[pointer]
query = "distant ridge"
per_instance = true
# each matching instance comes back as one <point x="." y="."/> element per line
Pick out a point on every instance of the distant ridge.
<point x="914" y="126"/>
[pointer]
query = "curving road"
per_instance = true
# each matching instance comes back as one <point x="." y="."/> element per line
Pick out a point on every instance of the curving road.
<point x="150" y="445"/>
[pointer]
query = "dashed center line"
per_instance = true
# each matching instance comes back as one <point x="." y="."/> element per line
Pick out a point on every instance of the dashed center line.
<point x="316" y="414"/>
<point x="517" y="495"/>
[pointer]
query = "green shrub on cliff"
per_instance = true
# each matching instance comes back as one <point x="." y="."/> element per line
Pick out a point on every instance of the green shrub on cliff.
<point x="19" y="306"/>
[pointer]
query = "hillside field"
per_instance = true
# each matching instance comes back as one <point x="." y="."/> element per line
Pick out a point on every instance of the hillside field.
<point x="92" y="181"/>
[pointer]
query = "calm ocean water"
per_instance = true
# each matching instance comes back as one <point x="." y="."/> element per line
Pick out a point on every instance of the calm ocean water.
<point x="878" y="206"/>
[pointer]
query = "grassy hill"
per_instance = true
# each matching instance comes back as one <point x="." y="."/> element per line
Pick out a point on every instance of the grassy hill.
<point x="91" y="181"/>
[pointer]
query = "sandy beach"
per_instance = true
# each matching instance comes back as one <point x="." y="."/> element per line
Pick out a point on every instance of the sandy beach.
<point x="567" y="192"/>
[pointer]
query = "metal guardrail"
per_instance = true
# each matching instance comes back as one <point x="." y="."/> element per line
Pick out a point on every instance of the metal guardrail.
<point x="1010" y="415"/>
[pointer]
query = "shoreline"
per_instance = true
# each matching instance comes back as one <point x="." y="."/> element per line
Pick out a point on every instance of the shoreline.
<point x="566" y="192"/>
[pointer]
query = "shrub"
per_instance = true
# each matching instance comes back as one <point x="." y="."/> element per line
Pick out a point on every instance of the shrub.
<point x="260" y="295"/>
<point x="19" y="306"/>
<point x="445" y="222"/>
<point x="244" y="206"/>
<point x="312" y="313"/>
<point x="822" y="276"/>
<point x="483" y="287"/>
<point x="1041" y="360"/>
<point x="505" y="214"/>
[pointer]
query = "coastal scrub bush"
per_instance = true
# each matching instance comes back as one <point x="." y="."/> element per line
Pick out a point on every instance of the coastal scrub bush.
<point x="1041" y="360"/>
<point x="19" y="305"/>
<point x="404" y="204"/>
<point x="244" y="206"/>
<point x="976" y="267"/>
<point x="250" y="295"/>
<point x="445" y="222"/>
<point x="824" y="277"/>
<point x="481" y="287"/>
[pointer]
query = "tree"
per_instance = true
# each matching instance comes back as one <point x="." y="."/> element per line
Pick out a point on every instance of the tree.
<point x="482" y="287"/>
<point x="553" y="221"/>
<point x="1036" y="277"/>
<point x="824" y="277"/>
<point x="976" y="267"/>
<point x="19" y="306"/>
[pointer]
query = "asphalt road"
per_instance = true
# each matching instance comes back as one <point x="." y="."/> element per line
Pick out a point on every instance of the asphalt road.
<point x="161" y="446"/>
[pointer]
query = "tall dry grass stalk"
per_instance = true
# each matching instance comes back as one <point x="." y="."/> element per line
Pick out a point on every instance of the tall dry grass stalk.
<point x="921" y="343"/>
========================================================================
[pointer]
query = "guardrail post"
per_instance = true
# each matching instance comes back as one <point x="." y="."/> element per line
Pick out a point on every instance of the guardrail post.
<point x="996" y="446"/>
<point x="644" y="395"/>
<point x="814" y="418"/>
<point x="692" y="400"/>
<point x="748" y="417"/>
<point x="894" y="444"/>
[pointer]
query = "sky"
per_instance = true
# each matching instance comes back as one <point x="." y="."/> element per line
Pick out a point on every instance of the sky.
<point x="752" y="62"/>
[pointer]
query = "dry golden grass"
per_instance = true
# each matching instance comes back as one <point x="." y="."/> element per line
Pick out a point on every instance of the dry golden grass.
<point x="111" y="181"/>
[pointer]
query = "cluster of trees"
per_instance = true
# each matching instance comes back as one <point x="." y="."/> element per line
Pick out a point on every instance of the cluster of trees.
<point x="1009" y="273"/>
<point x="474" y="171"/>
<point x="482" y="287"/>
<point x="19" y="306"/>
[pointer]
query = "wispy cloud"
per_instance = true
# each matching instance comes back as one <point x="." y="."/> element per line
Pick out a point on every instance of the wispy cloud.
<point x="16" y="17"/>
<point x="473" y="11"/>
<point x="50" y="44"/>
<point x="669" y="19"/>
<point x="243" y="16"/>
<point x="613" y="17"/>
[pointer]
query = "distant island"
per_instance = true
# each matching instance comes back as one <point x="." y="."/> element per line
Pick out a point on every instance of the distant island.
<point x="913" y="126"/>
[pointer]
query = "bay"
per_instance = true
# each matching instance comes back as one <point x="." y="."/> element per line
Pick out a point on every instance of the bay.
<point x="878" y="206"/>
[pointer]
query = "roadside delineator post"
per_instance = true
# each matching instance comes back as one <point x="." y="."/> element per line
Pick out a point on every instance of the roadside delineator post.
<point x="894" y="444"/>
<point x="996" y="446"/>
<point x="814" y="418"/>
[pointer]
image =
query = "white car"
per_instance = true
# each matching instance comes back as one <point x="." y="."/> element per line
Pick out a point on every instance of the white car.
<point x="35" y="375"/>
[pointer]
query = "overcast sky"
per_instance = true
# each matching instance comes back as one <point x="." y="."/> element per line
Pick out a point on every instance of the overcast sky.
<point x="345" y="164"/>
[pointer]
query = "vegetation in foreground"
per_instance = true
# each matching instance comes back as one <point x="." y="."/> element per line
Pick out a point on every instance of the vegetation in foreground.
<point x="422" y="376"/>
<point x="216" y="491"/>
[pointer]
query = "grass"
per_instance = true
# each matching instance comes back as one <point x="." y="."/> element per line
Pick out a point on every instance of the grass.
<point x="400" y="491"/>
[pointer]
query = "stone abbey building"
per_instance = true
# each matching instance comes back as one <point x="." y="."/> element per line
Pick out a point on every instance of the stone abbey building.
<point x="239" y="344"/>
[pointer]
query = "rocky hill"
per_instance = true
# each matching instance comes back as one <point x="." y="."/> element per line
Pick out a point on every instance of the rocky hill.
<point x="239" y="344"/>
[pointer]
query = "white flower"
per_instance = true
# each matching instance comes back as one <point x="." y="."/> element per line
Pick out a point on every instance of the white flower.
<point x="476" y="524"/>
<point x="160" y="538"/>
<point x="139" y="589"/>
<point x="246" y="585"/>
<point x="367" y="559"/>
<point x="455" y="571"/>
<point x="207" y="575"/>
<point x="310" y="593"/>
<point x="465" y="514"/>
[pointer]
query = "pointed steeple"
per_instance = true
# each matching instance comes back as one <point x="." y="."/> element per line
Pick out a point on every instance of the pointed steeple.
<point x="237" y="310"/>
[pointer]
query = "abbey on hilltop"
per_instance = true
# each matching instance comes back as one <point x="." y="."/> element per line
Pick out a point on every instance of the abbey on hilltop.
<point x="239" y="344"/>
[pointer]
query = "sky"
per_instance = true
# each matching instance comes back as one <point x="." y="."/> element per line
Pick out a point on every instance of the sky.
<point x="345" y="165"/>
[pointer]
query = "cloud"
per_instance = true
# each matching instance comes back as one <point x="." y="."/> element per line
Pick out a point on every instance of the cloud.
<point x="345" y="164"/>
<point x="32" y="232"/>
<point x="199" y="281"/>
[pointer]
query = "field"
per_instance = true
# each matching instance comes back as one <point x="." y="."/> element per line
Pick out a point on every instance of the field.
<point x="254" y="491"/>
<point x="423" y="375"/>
========================================================================
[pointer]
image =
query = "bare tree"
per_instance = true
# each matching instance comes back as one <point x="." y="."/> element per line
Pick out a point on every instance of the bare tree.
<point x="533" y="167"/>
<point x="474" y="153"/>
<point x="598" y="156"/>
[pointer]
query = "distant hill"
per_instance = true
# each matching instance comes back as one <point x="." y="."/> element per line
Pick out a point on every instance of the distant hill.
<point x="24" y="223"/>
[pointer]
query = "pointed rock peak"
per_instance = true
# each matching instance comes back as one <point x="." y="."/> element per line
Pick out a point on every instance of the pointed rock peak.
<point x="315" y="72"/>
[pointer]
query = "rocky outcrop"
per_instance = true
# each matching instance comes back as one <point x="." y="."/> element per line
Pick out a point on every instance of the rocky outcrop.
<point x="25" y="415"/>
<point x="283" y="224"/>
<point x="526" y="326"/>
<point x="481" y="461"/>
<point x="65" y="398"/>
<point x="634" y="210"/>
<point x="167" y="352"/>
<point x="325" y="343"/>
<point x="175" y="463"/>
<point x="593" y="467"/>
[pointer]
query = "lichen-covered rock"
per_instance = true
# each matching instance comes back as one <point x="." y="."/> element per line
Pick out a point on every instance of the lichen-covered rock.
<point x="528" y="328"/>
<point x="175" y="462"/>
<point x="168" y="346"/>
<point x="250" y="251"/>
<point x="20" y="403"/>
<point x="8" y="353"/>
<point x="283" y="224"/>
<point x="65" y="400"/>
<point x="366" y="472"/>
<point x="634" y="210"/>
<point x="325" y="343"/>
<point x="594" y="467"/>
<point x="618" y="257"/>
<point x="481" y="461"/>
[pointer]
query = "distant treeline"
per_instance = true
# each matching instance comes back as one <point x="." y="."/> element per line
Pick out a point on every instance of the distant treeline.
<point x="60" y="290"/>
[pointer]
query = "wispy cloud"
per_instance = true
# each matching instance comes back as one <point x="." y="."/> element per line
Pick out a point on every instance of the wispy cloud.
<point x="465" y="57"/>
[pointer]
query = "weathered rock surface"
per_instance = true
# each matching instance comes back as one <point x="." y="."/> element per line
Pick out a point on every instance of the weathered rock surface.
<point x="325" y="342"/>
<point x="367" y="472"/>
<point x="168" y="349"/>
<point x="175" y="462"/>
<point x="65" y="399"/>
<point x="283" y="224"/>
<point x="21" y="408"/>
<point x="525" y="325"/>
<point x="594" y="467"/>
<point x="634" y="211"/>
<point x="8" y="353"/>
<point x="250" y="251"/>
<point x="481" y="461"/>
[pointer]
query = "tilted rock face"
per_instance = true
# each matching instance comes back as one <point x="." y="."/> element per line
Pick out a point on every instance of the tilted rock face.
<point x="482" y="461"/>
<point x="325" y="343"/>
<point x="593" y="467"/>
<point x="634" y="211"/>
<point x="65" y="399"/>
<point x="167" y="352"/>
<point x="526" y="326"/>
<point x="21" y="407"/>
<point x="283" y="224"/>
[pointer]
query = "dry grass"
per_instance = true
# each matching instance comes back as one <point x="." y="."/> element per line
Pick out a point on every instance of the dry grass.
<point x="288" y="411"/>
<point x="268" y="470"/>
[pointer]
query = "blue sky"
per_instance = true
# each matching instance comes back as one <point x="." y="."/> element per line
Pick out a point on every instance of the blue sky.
========================================================================
Stated goal
Report every line in the records above that contains the string "coastal", copying each such line in full, and treat uppercase and lowercase letters as different.

Final answer
query = "coastal scrub bush"
Pick out a point on every instance of the coastal scrub bush.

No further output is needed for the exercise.